- Short problem a: Pull out every row that contains the string "motorcycle", copying each one in full. Case counts.

# Bees not interested in sugar syrup



## Paul O (Sep 13, 2004)

I put some 2:1 sugar syrup in my hives several days ago. I just checked and they are showing no interest in it. Is that normal?


----------



## 1shotwade (Jul 9, 2013)

Yeap! You must have a nectar flow going on. What's in bloom around you? Goldenrod I would think. 


Wade


----------



## Paul O (Sep 13, 2004)

Thanks for the reply Wade,
Yes, we still have some some plants in bloom; goldenrod and some others. I guess they'll get to the syrup when they want it.
Paul


----------



## Iddee (Sep 25, 2005)

Also, if the temps in Maine are such that the sugar water dropped below 55 F. they will not take it.


----------



## Paul O (Sep 13, 2004)

Iddee,
Yes, that could be. Maybe I'm too late. We haven't had a frost yet but the temps have been dropping. 

Paul


----------



## docholiday (Jul 31, 2014)

Have you checked your hives to make sure they have sufficient honey to eat over winter? If they have enough honey already, there's no need to feed, especially if they are still gathering naturally. I started my bees this past early spring, they started with an empty hive and not much was blooming yet, so I had to feed them sugar water a lot. They were going through a large mason jar every 2 days at first. As things started blooming, they were hitting my feeder less and less, until eventually they weren't touching it. This told me that nature was providing and I no longer had too. The time to start feeding will be end of winter early spring, probably sometime in march. This is when they will probably have depleted the honey they had in the hive, and there wont be enough pollen or gatherers yet to keep them sustained.

I'm no expert, this is my first year as a beekeeper, but hopefully that helps and is solid advice.


----------

- Data in this exercise:

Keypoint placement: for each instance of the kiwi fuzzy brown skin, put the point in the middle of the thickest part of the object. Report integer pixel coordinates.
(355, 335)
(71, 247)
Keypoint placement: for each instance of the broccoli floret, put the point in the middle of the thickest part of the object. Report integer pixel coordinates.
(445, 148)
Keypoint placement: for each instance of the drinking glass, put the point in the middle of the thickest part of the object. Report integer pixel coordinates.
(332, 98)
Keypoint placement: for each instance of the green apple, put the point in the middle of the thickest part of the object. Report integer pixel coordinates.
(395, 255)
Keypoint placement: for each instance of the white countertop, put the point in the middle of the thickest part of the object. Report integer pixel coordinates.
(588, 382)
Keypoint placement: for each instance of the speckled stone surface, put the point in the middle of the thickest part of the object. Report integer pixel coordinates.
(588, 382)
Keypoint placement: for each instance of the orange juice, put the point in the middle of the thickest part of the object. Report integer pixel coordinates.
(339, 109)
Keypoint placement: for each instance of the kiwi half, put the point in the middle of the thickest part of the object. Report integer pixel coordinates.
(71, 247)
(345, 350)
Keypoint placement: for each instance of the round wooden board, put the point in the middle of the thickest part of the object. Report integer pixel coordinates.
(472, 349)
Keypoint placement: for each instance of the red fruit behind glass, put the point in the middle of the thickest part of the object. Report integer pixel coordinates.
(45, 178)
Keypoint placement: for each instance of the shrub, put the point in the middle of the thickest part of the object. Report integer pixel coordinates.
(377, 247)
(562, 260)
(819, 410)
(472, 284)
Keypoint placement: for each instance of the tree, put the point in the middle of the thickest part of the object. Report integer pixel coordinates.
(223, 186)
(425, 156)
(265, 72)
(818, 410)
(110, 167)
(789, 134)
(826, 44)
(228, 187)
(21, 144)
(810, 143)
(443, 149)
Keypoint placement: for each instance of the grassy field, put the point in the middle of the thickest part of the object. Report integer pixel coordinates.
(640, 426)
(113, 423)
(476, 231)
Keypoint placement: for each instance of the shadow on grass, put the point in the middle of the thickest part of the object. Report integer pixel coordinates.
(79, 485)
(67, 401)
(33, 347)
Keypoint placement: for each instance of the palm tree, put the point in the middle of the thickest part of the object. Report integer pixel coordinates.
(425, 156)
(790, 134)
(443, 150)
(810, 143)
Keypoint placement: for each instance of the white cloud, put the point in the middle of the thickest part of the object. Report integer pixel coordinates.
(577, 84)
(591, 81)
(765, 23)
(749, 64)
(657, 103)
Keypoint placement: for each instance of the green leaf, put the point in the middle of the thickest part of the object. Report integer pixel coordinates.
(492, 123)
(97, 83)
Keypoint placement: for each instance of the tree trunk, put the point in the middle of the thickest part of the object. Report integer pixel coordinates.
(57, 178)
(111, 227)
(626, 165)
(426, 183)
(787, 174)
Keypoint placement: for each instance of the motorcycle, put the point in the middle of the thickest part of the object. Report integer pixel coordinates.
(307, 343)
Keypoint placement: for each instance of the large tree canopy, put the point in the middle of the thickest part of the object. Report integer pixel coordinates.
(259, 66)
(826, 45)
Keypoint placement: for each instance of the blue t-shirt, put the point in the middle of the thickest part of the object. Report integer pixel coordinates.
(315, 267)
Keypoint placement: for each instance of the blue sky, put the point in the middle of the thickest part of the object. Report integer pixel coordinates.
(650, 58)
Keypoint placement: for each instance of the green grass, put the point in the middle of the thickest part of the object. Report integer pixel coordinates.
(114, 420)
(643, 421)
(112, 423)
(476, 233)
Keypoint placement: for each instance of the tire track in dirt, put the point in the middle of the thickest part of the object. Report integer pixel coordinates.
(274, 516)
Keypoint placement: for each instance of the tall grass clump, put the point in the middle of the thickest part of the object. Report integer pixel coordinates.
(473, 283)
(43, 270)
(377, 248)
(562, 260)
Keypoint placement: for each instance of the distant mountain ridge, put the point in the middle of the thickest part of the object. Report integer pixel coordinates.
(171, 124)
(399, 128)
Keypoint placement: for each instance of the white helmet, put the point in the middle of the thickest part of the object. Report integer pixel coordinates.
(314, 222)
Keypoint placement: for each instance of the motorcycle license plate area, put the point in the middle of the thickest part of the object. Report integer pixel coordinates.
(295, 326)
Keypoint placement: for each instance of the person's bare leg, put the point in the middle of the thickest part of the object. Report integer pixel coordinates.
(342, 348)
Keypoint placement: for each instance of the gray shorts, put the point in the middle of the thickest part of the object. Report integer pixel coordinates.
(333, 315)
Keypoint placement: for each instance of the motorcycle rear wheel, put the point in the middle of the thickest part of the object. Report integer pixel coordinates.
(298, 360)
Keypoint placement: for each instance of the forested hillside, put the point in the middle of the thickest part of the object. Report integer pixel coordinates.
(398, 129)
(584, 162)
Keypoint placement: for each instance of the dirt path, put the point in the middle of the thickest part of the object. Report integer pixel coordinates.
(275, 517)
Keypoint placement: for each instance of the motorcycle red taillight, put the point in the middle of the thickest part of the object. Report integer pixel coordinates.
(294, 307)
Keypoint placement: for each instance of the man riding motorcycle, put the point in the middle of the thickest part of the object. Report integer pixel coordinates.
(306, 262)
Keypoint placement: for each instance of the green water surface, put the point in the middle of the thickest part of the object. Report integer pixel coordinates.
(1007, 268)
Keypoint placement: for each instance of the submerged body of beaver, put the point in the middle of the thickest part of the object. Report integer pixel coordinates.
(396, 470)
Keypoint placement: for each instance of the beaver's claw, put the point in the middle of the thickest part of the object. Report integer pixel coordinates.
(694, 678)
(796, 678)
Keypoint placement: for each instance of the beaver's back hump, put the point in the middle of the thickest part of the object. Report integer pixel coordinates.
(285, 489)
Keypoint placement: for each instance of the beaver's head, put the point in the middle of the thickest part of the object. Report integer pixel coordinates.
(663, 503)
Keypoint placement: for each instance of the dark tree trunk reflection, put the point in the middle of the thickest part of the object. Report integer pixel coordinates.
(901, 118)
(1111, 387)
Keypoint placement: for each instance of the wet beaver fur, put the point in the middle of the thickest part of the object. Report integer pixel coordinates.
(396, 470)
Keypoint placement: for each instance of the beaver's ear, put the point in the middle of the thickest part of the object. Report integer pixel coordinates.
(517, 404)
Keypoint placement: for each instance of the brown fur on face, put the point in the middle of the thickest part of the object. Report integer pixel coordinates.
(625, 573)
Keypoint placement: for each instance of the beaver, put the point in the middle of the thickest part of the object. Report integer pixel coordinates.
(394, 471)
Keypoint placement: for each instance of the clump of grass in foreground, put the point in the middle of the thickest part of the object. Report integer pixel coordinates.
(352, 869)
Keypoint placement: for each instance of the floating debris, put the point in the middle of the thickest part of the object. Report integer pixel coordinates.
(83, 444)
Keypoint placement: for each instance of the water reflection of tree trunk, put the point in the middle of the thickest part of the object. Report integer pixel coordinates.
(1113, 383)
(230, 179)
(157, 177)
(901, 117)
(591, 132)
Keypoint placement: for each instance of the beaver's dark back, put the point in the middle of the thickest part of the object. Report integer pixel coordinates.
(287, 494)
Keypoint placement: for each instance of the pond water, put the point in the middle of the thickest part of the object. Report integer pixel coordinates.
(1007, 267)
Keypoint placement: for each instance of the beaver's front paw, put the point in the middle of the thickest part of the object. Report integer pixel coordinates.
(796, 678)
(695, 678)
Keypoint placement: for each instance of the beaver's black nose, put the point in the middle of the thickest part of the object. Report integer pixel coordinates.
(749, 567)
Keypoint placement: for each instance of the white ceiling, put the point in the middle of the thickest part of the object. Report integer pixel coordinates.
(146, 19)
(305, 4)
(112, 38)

- Short problem b:
Answer these questions from the thread about bees ignoring sugar syrup.
(i) What ratio of sugar syrup did Paul O put in his hives?
(ii) Below what temperature does Iddee say the bees will not take the sugar water?
(iii) How often did docholiday's bees go through a large mason jar at first?

- Full output a:
Keypoint placement: for each instance of the motorcycle, put the point in the middle of the thickest part of the object. Report integer pixel coordinates.
Keypoint placement: for each instance of the motorcycle license plate area, put the point in the middle of the thickest part of the object. Report integer pixel coordinates.
Keypoint placement: for each instance of the motorcycle rear wheel, put the point in the middle of the thickest part of the object. Report integer pixel coordinates.
Keypoint placement: for each instance of the motorcycle red taillight, put the point in the middle of the thickest part of the object. Report integer pixel coordinates.
Keypoint placement: for each instance of the man riding motorcycle, put the point in the middle of the thickest part of the object. Report integer pixel coordinates.

- Full output b:
(i) 2:1
(ii) 55 F
(iii) Every 2 days